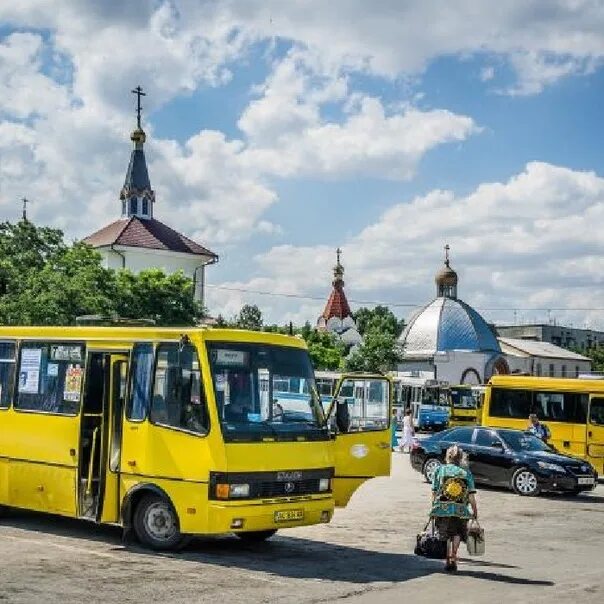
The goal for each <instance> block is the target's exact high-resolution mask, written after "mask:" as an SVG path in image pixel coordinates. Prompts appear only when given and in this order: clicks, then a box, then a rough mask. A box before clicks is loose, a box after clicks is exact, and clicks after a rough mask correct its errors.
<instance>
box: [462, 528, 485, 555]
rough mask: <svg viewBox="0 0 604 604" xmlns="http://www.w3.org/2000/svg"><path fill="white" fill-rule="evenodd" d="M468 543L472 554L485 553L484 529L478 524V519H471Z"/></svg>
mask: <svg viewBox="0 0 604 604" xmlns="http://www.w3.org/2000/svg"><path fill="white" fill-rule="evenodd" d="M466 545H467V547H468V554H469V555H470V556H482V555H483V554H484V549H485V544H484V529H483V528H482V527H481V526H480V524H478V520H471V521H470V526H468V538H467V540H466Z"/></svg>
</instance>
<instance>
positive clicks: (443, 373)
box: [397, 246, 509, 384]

● **YOUR GOAL**:
Turn all of the data above into a Markdown table with the columns Row and Content. Give one numbered row per line, skip blank lines, and leave the picture out.

● **TASK OUTPUT**:
| Row | Content |
|---|---|
| 1 | The goal for each <instance> block is the target's exact high-resolution mask, written after "mask:" as an SVG path in image pixel coordinates. Prompts appear only when given and in this order: clicks, then a box, then a rough mask. A box before clicks is loose, a box after clicks is exact, and clicks after a rough mask correct its errors. |
| 2 | <instance> |
| 3 | box: [462, 528, 485, 555] |
| 4 | rough mask: <svg viewBox="0 0 604 604" xmlns="http://www.w3.org/2000/svg"><path fill="white" fill-rule="evenodd" d="M468 543L472 554L485 553L484 529L478 524V519H471Z"/></svg> |
| 5 | mask: <svg viewBox="0 0 604 604" xmlns="http://www.w3.org/2000/svg"><path fill="white" fill-rule="evenodd" d="M466 545H467V547H468V554H469V555H470V556H482V555H483V554H484V549H485V544H484V529H483V528H482V527H481V526H480V524H478V520H471V521H470V526H468V538H467V540H466Z"/></svg> |
| 6 | </instance> |
| 7 | <instance> |
| 8 | positive clicks: (443, 373) |
| 9 | box: [397, 246, 509, 384] |